--- TRAVAIL À FAIRE ---
a) Recopiez le passage du texte sur le Gabon qui commence à « Gabon : un pays » et se termine à « Franceville et Oyem. ».
b) D'après le texte sur le Gabon, quels sont les grands centres urbains où se concentre la population ? Donnez-les tous.

--- TEXTE ---
>>>>>

Gabon : un pays riche confronté à de fortes disparités sociales
Le Gabon est un pays d’Afrique centrale situé sur la façade atlantique qui partage sa frontière nord avec le Cameroun et la Guinée Equatoriale et ses frontières est et sud avec la République du Congo. Peuplé d’à peine 1,8 million d’habitants pour une superficie de 267 667 km², ce pays est l’un des moins densément peuplé de la région. Sa population, majoritairement jeune, vit à 86% en milieu urbain et se concentre principalement autour de 4 grands centres urbains : Libreville, Port-Gentil, Franceville et Oyem.
Un PIB par habitant parmi les plus élevé en Afrique
La richesse nationale du Gabon, pays à revenu intermédiaire de la tranche supérieure, a été évaluée par le FMI en 2015 à 14 milliards USD. Son PIB par habitant de 7 728 USD est l’un des plus élevés sur le continent africain. Le taux de croissance s’est situé en moyenne autour de 5% entre 2010 et 2014 avant de connaitre une décélération en 2015 et 2016 en raison de l’effet conjugué de la chute des cours du pétrole (dont les prix ont baissé de moitié) et du ralentissement économique né de la crise post-électorale consécutive au scrutin présidentiel controversé du 27 août 2016. A l’issue de ce scrutin M. Ali Bongo Ondimba a été déclaré élu par les juridictions locales. Cette victoire est contestée par son principal adversaire M. Jean Ping qui, comme les observateurs de l’Union européenne, dénonce des fraudes et des irrégularités dans les résultats obtenus par M. Ali Bongo Ondimba dans sa province natale, lesquels ont fait basculer le scrutin en sa faveur.
– PIB en 2015 : 13,996 milliards USD
– PIB par habitant en 2015 : 7 728 USD
– Dette publique en % du PIB en 2016 : 50,1%
Une économie toujours faiblement diversifiée
L’économie du Gabon demeure peu diversifiée. Le seul secteur pétrolier contribuait encore à 32% du PIB en 2015, bien qu’en recul d’une dizaine de points par rapport à l’année précédente en répercussion de la baisse des cours du brut. Même si l’amorce d’une timide diversification de l’économie est observée, ce recul de la contribution du secteur pétrolier dans la richesse nationale résulte principalement de la baisse des cours du pétrole, laquelle a eu un effet baissier mathématique sur le poids des revenus pétroliers dans le PIB. Plus de 2/3 des exportations sont constitués d’hydrocarbures. Les secteurs minier et forestier représentent chacun environ 10% des exportations nationales.

<<<<<

--- ENTRÉES FOURNIES ---
>>>>>

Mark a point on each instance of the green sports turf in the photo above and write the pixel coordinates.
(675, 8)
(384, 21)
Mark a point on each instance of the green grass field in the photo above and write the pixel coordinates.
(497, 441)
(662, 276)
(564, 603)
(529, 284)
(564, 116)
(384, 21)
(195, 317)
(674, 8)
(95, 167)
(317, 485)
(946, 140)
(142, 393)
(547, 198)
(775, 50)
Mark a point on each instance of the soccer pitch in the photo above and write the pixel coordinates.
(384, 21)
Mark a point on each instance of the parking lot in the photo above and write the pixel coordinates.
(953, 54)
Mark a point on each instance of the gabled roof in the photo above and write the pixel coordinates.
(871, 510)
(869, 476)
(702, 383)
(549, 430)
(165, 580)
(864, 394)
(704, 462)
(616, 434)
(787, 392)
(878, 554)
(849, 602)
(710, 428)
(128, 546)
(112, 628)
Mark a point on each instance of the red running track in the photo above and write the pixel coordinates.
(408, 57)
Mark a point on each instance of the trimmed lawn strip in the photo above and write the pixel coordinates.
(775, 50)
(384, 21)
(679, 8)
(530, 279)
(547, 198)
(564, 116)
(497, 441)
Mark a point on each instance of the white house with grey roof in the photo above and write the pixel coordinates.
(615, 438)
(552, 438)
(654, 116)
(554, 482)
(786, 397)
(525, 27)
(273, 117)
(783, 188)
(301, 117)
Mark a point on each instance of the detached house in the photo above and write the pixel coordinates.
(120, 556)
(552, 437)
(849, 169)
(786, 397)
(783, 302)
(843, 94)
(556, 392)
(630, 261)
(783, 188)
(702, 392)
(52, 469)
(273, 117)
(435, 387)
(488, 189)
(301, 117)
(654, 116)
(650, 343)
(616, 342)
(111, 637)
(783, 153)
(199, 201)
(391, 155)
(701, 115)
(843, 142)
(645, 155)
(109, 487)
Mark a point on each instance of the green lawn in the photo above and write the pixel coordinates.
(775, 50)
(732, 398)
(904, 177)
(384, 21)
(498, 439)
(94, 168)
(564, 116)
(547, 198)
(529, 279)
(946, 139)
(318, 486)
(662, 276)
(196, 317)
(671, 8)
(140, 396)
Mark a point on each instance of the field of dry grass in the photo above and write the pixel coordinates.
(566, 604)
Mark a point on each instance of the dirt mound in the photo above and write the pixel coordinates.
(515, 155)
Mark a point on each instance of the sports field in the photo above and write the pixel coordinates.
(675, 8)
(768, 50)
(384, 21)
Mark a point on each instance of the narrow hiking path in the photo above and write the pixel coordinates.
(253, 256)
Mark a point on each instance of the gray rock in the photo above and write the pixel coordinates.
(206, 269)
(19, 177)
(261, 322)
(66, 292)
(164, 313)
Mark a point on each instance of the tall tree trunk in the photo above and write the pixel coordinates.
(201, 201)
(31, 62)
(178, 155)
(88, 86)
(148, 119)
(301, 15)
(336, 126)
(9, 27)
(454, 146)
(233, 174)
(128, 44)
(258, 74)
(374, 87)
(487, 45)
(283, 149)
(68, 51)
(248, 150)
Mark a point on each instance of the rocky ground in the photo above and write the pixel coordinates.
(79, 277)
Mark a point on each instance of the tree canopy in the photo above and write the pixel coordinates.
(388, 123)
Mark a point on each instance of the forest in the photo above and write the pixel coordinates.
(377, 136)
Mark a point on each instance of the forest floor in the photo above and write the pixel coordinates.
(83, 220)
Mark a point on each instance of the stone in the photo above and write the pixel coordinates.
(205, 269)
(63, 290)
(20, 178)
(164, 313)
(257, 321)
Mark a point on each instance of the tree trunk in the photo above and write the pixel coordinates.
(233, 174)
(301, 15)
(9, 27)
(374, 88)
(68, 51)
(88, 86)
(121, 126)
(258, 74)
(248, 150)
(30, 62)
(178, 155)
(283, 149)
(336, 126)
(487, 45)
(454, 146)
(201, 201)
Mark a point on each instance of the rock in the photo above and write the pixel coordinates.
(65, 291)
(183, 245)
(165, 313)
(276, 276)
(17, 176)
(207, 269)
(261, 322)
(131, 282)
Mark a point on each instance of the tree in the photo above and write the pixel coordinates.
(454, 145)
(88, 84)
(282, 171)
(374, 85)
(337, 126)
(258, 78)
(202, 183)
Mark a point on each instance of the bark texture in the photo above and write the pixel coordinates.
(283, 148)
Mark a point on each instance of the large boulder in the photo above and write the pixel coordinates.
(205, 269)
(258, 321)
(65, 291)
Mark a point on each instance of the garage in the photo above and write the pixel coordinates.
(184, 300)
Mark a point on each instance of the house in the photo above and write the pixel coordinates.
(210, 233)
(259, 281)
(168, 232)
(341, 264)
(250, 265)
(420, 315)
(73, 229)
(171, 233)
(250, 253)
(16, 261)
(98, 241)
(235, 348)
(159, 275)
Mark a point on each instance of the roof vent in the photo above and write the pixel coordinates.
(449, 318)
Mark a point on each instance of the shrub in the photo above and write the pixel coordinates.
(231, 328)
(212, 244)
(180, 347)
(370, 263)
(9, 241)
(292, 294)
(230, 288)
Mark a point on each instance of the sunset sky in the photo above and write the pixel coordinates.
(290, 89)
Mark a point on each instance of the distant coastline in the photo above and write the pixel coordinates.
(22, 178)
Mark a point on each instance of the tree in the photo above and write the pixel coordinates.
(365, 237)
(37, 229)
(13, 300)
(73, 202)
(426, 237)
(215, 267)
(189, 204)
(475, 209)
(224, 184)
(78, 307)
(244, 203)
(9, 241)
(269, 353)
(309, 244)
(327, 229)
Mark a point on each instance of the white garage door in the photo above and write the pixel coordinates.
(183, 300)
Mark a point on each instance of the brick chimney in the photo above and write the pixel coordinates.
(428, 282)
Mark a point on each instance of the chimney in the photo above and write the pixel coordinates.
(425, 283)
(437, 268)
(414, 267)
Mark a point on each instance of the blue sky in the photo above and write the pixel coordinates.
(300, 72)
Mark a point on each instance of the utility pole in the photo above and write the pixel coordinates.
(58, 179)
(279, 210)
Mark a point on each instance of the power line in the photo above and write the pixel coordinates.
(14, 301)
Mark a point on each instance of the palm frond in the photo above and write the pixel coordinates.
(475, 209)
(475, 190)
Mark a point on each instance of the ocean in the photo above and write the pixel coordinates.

<<<<<

--- RÉPONSES COMPLÈTES ---
a)
Gabon : un pays riche confronté à de fortes disparités sociales
Le Gabon est un pays d’Afrique centrale situé sur la façade atlantique qui partage sa frontière nord avec le Cameroun et la Guinée Equatoriale et ses frontières est et sud avec la République du Congo. Peuplé d’à peine 1,8 million d’habitants pour une superficie de 267 667 km², ce pays est l’un des moins densément peuplé de la région. Sa population, majoritairement jeune, vit à 86% en milieu urbain et se concentre principalement autour de 4 grands centres urbains : Libreville, Port-Gentil, Franceville et Oyem.

b) Libreville, Port-Gentil, Franceville et Oyem.